SHORT PROBLEM :: Lay out the data below as a Markdown table with the columns "Row" and "Line," numbering each line and leaving out blank lines. Omit the pictures.

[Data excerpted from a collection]
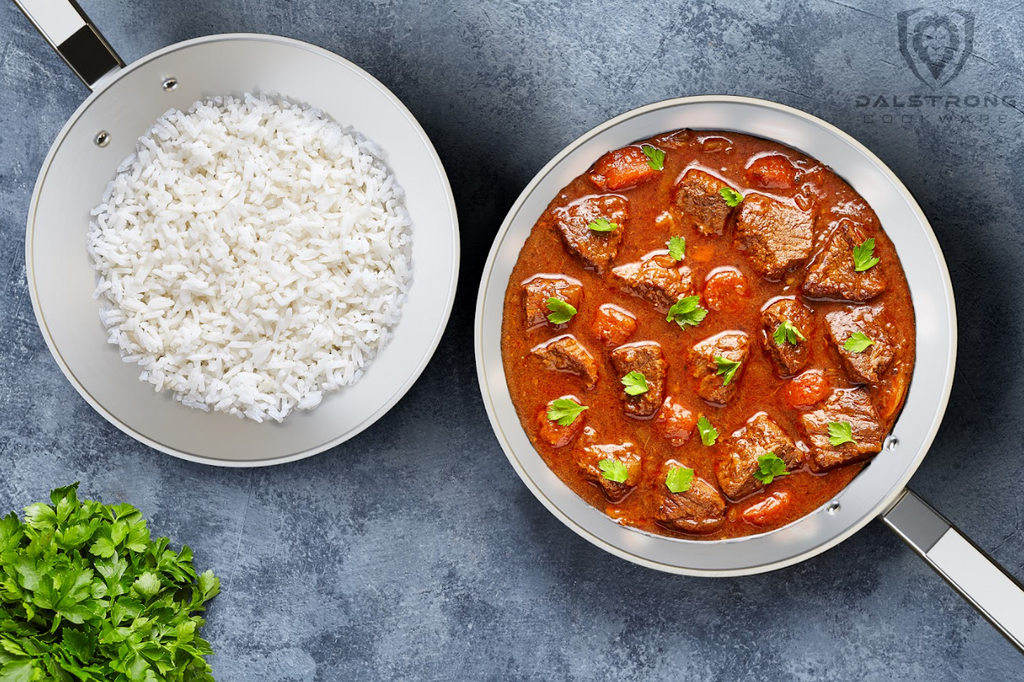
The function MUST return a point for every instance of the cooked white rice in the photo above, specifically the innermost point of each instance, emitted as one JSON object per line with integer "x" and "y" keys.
{"x": 252, "y": 255}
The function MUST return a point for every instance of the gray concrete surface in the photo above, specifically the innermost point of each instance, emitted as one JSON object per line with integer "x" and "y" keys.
{"x": 414, "y": 551}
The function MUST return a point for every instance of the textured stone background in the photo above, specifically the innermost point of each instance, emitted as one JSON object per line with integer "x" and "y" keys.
{"x": 333, "y": 570}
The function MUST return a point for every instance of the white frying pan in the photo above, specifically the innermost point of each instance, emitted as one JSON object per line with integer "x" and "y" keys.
{"x": 879, "y": 491}
{"x": 125, "y": 101}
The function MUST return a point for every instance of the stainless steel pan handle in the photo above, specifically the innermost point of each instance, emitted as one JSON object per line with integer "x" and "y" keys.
{"x": 984, "y": 584}
{"x": 75, "y": 38}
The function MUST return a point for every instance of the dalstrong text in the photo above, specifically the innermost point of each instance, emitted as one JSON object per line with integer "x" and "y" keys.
{"x": 934, "y": 101}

PROBLEM SOLUTION ::
| Row | Line |
|---|---|
| 1 | The function MUST return a point for every instance of the cooked white rice in the photo above, specifically the innermost point of each instance, emitted as one JSON object per line with integer "x" and "y" keys. |
| 2 | {"x": 252, "y": 255} |
| 3 | The function MUST return a point for every instance of the gray concrete surface in the photo above, specifically the innermost point of each instance, emitted as one JSON object per line with integer "x" and "y" keys. |
| 4 | {"x": 414, "y": 551} |
| 5 | The function MUST return a point for every instance of the textured stone background in the photo above, specifically the innermost point of each instance, emitted as one JSON object per line with integer "x" and "y" keys. |
| 6 | {"x": 333, "y": 570} |
| 7 | The function MUST return a point for every instance of the white frying pan in the photo above, specifically the innermost point of each instance, emitted as one JSON object per line with integer "x" and "y" keys. |
| 8 | {"x": 879, "y": 491} |
| 9 | {"x": 125, "y": 101} |
| 10 | The function MUST return a point for every instance of the stainless steel pan handle in the photo above, specifically the innermost point of each instance, emitted as one JSON object per line with integer "x" and "y" keys. |
| 11 | {"x": 984, "y": 584} |
| 12 | {"x": 75, "y": 38} |
| 13 | The function MUST return a point for every instance of the dalstrong text in the photo above, specifically the innermost point of each instance, emitted as one JSON object per line with integer "x" and "y" keys. |
| 14 | {"x": 934, "y": 101} |